WHAT IS EXPECTED: In the listing below, change each "evenodd" to "nonzero" and reproduce the full listing with everything else left as is.

MATERIAL FOR THIS TASK:
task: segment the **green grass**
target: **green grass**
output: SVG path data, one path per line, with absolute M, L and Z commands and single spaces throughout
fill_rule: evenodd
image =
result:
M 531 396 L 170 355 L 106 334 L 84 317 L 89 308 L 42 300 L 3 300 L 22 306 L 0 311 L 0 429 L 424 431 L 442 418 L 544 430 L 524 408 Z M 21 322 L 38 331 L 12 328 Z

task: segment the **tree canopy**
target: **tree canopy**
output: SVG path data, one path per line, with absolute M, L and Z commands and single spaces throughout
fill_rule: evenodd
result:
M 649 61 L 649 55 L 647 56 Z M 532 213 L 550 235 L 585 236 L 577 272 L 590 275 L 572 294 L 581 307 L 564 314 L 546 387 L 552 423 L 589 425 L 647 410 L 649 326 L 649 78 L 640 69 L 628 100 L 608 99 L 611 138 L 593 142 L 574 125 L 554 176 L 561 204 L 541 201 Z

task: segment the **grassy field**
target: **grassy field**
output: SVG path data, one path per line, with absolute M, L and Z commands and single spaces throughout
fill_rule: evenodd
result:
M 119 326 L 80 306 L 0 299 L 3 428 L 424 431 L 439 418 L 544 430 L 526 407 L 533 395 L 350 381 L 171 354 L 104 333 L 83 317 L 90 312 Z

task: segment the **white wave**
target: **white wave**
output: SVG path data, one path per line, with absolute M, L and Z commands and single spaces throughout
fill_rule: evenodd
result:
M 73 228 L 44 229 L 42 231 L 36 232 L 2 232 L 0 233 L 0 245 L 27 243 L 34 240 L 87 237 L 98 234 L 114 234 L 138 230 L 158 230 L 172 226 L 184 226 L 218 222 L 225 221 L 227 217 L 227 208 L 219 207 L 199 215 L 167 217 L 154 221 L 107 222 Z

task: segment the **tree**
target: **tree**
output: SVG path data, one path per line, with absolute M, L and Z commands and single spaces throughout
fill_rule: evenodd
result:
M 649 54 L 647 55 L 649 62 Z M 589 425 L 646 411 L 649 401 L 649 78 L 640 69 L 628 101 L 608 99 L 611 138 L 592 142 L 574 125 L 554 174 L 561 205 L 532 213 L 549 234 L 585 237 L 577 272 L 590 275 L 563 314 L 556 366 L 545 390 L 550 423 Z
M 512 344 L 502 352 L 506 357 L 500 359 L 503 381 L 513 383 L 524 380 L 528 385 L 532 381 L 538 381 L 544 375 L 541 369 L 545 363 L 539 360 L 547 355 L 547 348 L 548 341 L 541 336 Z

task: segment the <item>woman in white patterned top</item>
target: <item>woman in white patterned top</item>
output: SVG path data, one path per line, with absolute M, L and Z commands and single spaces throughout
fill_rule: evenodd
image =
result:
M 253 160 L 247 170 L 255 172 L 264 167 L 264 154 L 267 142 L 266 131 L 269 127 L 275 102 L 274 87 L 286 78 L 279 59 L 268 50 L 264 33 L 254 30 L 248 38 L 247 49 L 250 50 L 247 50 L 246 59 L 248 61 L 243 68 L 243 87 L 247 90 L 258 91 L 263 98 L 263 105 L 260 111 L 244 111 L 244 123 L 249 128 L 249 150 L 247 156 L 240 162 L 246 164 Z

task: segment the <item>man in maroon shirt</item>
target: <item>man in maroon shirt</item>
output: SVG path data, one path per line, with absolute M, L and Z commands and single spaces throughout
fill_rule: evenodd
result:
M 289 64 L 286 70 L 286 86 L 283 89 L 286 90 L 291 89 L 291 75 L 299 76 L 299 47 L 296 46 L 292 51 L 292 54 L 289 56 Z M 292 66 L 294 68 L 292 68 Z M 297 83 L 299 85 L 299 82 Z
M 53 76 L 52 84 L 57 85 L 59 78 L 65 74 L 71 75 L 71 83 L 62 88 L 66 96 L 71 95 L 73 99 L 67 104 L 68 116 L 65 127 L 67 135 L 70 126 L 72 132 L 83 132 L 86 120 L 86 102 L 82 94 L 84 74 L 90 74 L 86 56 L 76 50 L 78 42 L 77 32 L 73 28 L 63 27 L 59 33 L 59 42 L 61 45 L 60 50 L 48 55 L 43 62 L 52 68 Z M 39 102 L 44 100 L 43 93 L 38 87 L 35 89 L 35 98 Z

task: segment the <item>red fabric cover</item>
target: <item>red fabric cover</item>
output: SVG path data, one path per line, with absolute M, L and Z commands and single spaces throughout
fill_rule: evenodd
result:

EXPECTED OUTPUT:
task: segment the **green grass**
target: **green grass**
output: SVG path data, one path per line, with absolute M, L and Z commands and single spaces throughout
fill_rule: nonzero
image =
result:
M 531 396 L 170 355 L 106 334 L 84 317 L 89 308 L 42 300 L 3 300 L 22 306 L 0 311 L 0 429 L 424 431 L 442 418 L 544 430 L 524 408 Z M 21 322 L 38 331 L 12 328 Z

task: segment the **tree canopy**
target: **tree canopy**
output: SVG path data, one path per line, with absolute M, L and Z commands and single spaces throughout
fill_rule: nonzero
result:
M 649 61 L 649 55 L 647 56 Z M 532 213 L 550 235 L 585 236 L 577 272 L 590 275 L 572 294 L 581 307 L 564 314 L 546 387 L 552 423 L 589 425 L 647 410 L 649 326 L 649 78 L 640 69 L 628 100 L 608 99 L 611 138 L 593 142 L 574 125 L 554 176 L 561 204 L 541 201 Z

task: segment the **grassy field**
target: **grassy field**
output: SVG path data, one path per line, with absolute M, L and Z commands and single spaces throughout
fill_rule: nonzero
result:
M 119 326 L 80 306 L 0 299 L 3 428 L 424 431 L 439 418 L 544 430 L 526 407 L 533 395 L 350 381 L 171 354 L 104 333 L 83 317 L 90 312 Z

task: segment the **white wave**
target: **white wave**
output: SVG path data, one path per line, with absolute M, L and Z commands and single spaces throughout
fill_rule: nonzero
result:
M 73 228 L 44 229 L 42 231 L 36 232 L 2 232 L 0 233 L 0 245 L 27 243 L 34 240 L 87 237 L 98 234 L 114 234 L 138 230 L 158 230 L 172 226 L 184 226 L 218 222 L 225 221 L 227 217 L 227 208 L 219 207 L 199 215 L 167 217 L 154 221 L 107 222 Z

task: segment the **tree**
target: **tree**
output: SVG path data, one path per line, with absolute M, L and Z commands and single spaces throughout
fill_rule: nonzero
result:
M 649 54 L 647 55 L 649 62 Z M 589 425 L 646 411 L 649 401 L 649 78 L 640 69 L 628 101 L 608 99 L 611 138 L 592 142 L 574 125 L 554 174 L 561 205 L 532 213 L 549 234 L 585 237 L 577 272 L 590 275 L 563 314 L 556 366 L 545 390 L 550 423 Z
M 512 344 L 502 352 L 506 357 L 500 359 L 503 381 L 513 383 L 524 380 L 528 385 L 532 381 L 538 381 L 544 375 L 541 369 L 545 363 L 539 360 L 547 355 L 547 348 L 548 341 L 541 336 Z

task: segment the <item>woman in white patterned top</item>
target: <item>woman in white patterned top</item>
output: SVG path data, one path per line, with absolute M, L and Z commands and single spaces throughout
fill_rule: nonzero
image =
result:
M 253 160 L 247 170 L 255 172 L 264 167 L 264 154 L 267 142 L 266 131 L 269 127 L 275 102 L 274 87 L 286 78 L 279 59 L 268 50 L 264 33 L 254 30 L 248 38 L 247 49 L 250 50 L 247 50 L 246 59 L 248 61 L 243 68 L 243 87 L 247 90 L 258 91 L 263 98 L 263 105 L 260 111 L 244 111 L 244 123 L 249 128 L 249 150 L 247 156 L 240 162 L 246 164 Z

task: segment the <item>man in maroon shirt</item>
target: <item>man in maroon shirt</item>
output: SVG path data, one path per line, with absolute M, L and Z commands and single spaces throughout
fill_rule: nonzero
result:
M 289 64 L 286 70 L 286 86 L 283 89 L 286 90 L 291 89 L 291 75 L 299 76 L 299 47 L 296 46 L 292 51 L 292 54 L 289 56 Z M 292 66 L 294 68 L 292 68 Z M 297 83 L 299 85 L 299 82 Z
M 53 76 L 52 84 L 57 85 L 59 78 L 65 74 L 71 75 L 71 83 L 62 88 L 66 96 L 71 95 L 73 99 L 67 104 L 68 116 L 65 127 L 67 135 L 70 126 L 72 132 L 83 132 L 86 120 L 86 102 L 82 94 L 84 74 L 90 74 L 86 56 L 76 50 L 78 42 L 77 32 L 73 28 L 63 27 L 59 33 L 59 42 L 61 45 L 60 50 L 48 55 L 43 62 L 52 68 Z M 39 102 L 44 100 L 43 93 L 38 87 L 35 89 L 35 98 Z

task: segment the <item>red fabric cover</item>
target: <item>red fabric cover</item>
output: SVG path data, one path per line, with absolute M, L and Z commands and single spaces throughout
fill_rule: nonzero
result:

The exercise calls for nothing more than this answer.